:: SUPPLIED MATERIAL ::
══════════
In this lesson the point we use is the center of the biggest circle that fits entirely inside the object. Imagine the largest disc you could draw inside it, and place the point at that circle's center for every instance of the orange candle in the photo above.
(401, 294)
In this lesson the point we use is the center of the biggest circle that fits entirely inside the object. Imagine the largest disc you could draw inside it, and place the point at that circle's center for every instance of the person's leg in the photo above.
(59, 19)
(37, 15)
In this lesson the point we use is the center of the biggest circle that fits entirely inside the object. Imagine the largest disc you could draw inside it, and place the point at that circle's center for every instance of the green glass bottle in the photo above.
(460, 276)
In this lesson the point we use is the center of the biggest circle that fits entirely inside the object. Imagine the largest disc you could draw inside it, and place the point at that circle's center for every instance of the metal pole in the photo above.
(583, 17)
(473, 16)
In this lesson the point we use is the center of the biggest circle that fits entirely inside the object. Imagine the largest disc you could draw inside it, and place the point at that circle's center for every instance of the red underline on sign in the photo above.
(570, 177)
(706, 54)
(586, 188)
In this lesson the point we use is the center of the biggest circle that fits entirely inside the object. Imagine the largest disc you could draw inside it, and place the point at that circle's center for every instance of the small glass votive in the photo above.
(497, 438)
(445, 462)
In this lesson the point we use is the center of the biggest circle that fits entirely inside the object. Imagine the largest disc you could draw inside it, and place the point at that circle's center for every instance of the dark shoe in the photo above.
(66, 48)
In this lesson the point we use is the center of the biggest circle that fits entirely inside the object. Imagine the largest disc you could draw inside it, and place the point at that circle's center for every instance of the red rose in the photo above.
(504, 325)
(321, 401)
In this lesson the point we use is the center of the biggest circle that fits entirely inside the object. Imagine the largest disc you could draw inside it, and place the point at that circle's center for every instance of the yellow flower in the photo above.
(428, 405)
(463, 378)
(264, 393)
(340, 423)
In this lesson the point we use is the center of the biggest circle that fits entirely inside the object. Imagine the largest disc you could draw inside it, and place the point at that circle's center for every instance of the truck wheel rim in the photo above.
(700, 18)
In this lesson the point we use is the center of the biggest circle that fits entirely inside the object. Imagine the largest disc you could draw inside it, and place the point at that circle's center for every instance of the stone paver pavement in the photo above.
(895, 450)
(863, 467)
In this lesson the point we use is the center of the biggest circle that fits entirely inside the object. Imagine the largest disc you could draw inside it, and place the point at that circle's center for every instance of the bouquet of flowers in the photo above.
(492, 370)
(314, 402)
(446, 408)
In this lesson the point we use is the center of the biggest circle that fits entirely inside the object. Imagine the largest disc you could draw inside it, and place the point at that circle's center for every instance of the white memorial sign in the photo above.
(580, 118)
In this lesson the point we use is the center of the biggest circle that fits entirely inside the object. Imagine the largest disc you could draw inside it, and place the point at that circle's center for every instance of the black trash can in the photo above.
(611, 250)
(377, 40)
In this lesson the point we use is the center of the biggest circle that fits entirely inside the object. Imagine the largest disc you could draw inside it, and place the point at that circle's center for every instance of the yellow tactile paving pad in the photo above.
══════════
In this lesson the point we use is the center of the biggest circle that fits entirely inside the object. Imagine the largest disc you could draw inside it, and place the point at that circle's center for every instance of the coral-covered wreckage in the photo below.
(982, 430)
══════════
:: THE PROBLEM ::
Look through the entries above and quote exactly the lines from the line with "rim in the photo above." to the line with "pad in the photo above.", counting both of those lines.

:: ANSWER BELOW ::
In this lesson the point we use is the center of the biggest circle that fits entirely inside the object. Imagine the largest disc you could draw inside it, and place the point at that circle's center for every instance of the truck wheel rim in the photo above.
(700, 18)
In this lesson the point we use is the center of the biggest circle that fits entirely inside the object. Imagine the largest disc you could draw inside it, and place the point at that circle's center for every instance of the stone paver pavement in the photo above.
(895, 450)
(863, 467)
In this lesson the point we use is the center of the biggest circle that fits entirely inside the object. Imagine the largest disc you could draw inside it, and place the point at that circle's center for every instance of the bouquet of flowers in the photo above.
(492, 370)
(314, 402)
(446, 408)
In this lesson the point we use is the center of the biggest circle that fits entirely inside the object. Imagine the largest disc you could draw inside it, and place the point at that circle's center for every instance of the white memorial sign in the photo above.
(580, 118)
In this lesson the point we use is the center of the biggest circle that fits entirely inside the object. Imagine the largest disc you could draw inside it, and place the point at that circle's center for every instance of the black trash can in the photo above.
(611, 250)
(377, 40)
In this lesson the point we use is the center of the biggest circle that fits entirely inside the object. Imagine the largest disc you could draw inside it, and place the point at that circle's center for every instance of the yellow tactile paving pad in the photo above.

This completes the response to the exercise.